— The data —
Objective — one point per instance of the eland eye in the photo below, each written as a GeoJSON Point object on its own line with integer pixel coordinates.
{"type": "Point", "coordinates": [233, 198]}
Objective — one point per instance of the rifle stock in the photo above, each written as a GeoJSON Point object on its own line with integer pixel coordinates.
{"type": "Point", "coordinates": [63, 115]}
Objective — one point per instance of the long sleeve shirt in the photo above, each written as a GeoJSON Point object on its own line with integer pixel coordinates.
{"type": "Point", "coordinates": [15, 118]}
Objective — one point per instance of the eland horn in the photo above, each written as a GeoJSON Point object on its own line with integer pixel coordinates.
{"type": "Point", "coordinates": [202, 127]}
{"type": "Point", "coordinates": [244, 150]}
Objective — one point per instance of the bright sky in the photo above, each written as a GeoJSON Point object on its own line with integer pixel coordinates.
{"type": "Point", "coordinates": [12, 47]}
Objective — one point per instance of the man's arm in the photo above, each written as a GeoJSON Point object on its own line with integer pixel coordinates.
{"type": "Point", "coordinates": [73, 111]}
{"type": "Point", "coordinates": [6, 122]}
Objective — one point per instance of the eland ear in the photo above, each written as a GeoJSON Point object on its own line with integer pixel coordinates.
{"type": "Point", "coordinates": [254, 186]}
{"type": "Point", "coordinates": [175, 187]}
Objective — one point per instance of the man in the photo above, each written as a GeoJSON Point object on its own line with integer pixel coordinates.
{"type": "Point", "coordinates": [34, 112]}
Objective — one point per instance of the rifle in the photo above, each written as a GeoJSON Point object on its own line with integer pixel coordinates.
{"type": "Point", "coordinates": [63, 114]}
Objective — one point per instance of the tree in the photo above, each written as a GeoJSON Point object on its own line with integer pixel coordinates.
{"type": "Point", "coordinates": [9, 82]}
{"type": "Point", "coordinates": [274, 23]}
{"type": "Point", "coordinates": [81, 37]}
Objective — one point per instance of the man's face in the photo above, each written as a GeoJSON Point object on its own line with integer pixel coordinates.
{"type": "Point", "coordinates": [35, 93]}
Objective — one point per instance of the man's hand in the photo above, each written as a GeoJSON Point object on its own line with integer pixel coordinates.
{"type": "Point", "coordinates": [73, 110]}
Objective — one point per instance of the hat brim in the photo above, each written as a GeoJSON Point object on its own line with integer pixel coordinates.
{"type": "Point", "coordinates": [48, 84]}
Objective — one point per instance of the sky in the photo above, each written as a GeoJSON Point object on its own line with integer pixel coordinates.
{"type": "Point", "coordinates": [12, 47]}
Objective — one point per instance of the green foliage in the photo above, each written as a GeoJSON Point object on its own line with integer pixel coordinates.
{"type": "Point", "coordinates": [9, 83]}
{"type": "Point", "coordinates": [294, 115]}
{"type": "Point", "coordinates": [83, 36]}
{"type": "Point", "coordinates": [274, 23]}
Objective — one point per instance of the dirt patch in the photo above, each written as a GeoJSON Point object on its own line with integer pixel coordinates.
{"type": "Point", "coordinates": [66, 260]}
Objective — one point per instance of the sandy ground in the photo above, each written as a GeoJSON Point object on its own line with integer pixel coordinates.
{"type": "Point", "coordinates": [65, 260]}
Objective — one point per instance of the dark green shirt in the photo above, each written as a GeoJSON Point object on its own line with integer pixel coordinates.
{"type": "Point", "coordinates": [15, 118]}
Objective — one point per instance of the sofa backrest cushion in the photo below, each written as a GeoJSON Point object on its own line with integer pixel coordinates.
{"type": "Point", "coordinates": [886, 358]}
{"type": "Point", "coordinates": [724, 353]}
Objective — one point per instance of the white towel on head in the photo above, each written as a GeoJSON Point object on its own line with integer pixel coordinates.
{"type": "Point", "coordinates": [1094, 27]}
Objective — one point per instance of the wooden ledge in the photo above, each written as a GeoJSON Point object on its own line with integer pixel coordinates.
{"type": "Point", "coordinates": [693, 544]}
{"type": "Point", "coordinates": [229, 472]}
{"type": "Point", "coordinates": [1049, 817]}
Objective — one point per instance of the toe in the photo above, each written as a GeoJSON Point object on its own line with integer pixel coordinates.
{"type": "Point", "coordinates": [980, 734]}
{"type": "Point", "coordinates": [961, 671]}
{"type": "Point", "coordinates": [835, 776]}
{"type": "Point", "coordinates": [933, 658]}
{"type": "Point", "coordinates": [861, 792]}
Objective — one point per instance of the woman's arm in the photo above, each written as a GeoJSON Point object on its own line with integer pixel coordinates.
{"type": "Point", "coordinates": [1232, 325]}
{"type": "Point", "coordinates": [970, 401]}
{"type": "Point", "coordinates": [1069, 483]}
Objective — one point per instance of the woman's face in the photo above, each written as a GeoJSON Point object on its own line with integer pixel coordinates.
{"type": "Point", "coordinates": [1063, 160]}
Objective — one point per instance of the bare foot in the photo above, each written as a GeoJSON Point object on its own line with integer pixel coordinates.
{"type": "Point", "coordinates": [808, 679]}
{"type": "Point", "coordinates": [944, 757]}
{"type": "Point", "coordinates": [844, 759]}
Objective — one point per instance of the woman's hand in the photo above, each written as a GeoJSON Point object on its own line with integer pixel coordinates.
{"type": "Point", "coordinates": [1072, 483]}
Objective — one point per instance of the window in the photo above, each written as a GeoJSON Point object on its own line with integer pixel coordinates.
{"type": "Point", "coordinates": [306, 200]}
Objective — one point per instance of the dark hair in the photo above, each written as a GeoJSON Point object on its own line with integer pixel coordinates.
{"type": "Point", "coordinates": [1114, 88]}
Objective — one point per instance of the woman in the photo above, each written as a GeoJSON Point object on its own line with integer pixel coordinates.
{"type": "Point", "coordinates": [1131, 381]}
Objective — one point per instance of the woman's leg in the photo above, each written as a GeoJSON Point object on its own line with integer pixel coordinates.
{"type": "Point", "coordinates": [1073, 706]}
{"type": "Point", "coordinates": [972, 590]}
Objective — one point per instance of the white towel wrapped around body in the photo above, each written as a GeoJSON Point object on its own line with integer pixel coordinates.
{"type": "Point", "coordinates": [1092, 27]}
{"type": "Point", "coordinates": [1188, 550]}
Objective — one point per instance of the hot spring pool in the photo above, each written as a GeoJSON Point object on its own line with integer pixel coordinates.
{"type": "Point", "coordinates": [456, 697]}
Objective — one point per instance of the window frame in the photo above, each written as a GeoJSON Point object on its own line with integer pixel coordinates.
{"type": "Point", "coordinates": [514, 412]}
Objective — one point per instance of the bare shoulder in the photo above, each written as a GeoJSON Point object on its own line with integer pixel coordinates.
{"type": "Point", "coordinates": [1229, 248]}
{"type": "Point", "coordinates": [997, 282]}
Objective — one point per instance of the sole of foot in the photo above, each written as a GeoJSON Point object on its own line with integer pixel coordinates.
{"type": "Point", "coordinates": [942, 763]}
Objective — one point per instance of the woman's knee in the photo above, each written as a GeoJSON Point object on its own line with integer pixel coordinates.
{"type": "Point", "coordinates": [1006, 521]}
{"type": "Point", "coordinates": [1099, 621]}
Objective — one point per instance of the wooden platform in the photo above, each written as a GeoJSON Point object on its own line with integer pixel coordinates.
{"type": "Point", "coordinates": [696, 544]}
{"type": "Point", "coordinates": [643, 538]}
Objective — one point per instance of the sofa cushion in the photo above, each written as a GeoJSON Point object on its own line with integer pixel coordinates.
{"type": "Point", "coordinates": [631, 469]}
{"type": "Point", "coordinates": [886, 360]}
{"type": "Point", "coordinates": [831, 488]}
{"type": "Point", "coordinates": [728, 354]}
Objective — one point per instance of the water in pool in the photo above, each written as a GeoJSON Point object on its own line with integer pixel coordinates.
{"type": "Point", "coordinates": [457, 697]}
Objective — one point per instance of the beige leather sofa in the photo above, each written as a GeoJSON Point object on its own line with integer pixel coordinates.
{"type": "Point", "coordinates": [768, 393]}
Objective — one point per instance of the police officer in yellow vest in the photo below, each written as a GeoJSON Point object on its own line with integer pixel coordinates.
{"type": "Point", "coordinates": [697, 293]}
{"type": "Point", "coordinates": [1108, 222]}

— About this task —
Could you print, exactly and with nothing else, the lines from the one containing "Objective — one point per instance of the police" through the last line of the records above?

— Answer —
Objective — one point per instance of the police officer in yellow vest in the photo below, each written as a GeoJSON Point object on its own line with integer pixel coordinates.
{"type": "Point", "coordinates": [697, 293]}
{"type": "Point", "coordinates": [1108, 222]}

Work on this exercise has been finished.